The language you mentioned – Jewish Malayalam- when it’s sung is beautiful too. Some of them were about the Jewish king in Kerala- Joseph Rabban – people don’t know that there was a Jewish kingdom in south India. In Kerala, there was actually a Jewish kingdom and there are stories about their songs about Joseph Rabban and other songs and the language is kind of an old Malayalam. It’s very close to what in Tamil is called ‘Manipravalam’ which is a mixture of Tamil with some Sanskrit but of course with Hebrew words and Aramaic words from the Jewish context. There are Kochini synagogues in Israel now and they continue the customs of Cochin.

In general, Kerala 30 years ago was much more educated than almost any other place in India that I visited I think the literacy rate was off the charts compared to other states

I love to have conversations and one of the things I found in Kerala was this amazing ability to converse with people that I met. Students talked about politics, religion and everything was like a very lively intellectual culture.

As you said, I mean that kind of coexistence you know. There was, I’ve heard, in Mattanchery (Cochin) a weekly card game in which there were Muslims, Christians and Jews. There was one giant guy in charge of the food because he was so vegetarian that everybody trusted him for the food. So he was in charge of bringing the snacks. You know that just does not happen in most places. Outside the synagogue on our holidays, there would be crowds of Christians, Hindus and Muslims coming to greet us as we came out of the synagogue. This didn’t happen in any place else in the world that I know of.

OPPRESSION OF INDIAN MUSLIMS

[Mujeeb Jaihoon]: The Jewish Community in Europe had to face infinite persecution under Hitler. The holocaust was an unforgettable chapter in the misery of humanity. Coming to India, in the present scenario, the Muslims are almost in a similar situation. Not only in terms of the fascist forces who are lynching and killing them, but also that people who do these things are kind of inspired by Hitler’s race idea. I remember reading one of your tweets where you mentioned, “I was privileged to be in India 30 years ago. A vibrant Muslim religious life informed by many cultural influences. I pray for the Muslims of India that they should be able to continue to enjoy the beauty of the traditions in safety, prosperity and peace”. You are a person whose heart burns for the suffering of humanity. I’ve read that time and again from your tweets. Tell me what do you feel about the situation of Muslims in India right now? The international community time and again expressed their solidarity and their sympathy for the Community. What do you feel about the situation that the community is in right now in India?

Data -
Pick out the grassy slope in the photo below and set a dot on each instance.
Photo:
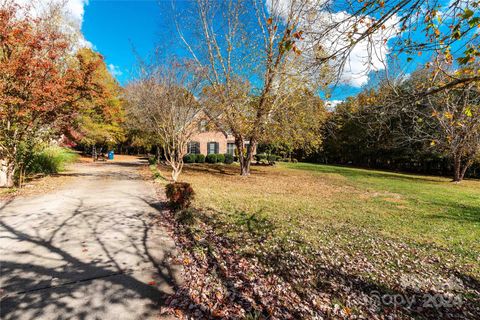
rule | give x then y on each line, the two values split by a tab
377	225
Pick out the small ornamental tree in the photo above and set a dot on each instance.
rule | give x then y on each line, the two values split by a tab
42	84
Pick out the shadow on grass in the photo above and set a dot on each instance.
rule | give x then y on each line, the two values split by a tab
307	273
358	173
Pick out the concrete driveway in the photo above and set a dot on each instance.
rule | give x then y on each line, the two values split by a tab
88	251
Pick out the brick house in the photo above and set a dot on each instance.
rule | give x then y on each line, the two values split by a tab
207	140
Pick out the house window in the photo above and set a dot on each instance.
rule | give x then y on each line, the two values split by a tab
212	147
193	147
202	126
231	148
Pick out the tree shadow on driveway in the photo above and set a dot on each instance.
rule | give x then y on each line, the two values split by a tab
117	266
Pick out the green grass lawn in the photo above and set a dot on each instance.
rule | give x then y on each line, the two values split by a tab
380	227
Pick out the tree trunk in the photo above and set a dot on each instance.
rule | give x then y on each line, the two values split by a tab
7	173
175	174
245	166
158	154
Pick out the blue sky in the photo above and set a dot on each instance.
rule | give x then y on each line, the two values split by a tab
121	29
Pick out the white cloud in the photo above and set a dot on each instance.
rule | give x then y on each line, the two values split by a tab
114	70
71	15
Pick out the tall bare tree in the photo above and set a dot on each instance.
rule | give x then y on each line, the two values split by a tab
251	57
161	102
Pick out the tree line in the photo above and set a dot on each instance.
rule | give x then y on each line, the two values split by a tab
50	90
256	69
397	127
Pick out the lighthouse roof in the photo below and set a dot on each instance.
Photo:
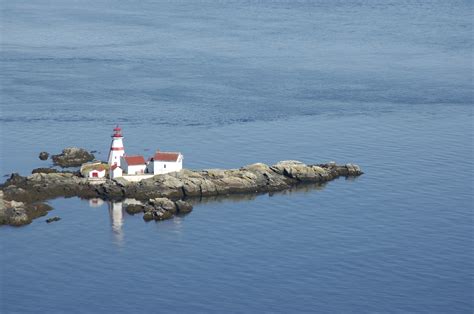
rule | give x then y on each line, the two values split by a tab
166	156
134	160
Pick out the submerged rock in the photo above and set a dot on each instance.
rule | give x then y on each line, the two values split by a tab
43	155
163	208
72	157
132	209
53	219
183	207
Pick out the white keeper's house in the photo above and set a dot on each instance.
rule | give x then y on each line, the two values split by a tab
122	165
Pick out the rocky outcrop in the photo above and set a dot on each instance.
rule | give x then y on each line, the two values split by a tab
44	170
72	157
160	208
167	190
43	155
53	219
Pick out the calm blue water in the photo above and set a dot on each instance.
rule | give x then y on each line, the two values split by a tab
387	85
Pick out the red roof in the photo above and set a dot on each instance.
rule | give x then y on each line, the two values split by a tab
166	156
134	160
100	168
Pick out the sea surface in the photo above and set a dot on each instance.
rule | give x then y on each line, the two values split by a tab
387	85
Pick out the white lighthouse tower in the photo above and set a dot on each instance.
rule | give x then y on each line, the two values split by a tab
116	148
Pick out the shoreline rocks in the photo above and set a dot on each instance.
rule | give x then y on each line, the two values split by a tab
72	157
165	193
43	155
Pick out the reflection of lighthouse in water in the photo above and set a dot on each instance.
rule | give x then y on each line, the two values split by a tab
116	217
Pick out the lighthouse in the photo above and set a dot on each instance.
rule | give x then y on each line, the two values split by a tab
116	148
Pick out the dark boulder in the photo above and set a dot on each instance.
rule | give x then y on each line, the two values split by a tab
44	170
183	207
43	155
134	209
72	157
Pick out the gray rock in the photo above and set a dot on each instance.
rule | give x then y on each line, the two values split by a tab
44	170
53	219
43	155
183	207
134	209
72	157
161	193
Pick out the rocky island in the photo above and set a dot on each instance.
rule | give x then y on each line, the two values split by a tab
162	196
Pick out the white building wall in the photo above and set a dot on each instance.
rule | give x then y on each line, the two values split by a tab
136	169
162	167
116	173
115	155
100	174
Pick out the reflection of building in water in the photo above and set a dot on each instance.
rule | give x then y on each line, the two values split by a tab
116	217
96	202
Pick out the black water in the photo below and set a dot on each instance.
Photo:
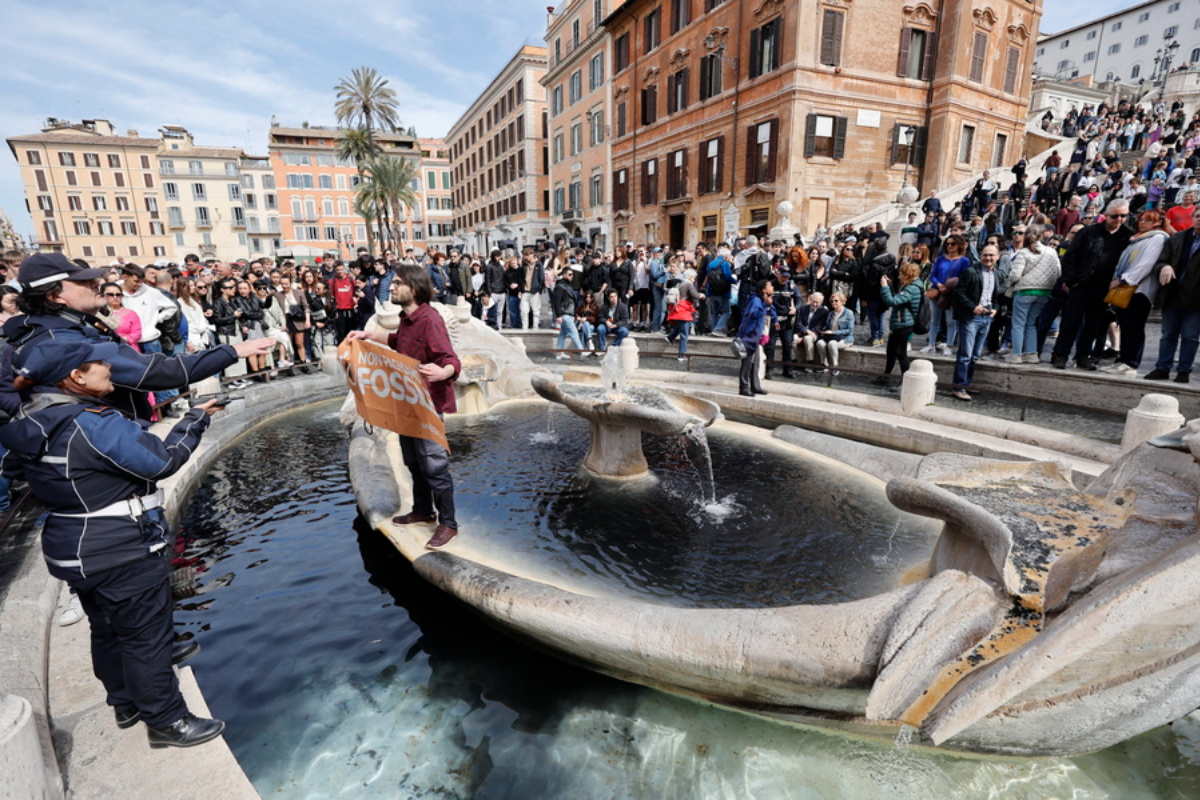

Exercise tasks -
1) Reproduce verbatim the part of the interview from "In general, Kerala" to "lively intellectual culture.".
2) List every religious community named in the interview's paragraph that begins "As you said".
The entries have no connection to the interview.

Responses -
1)
In general, Kerala 30 years ago was much more educated than almost any other place in India that I visited I think the literacy rate was off the charts compared to other states

I love to have conversations and one of the things I found in Kerala was this amazing ability to converse with people that I met. Students talked about politics, religion and everything was like a very lively intellectual culture.

2) Muslims, Christians, Jews, Hindus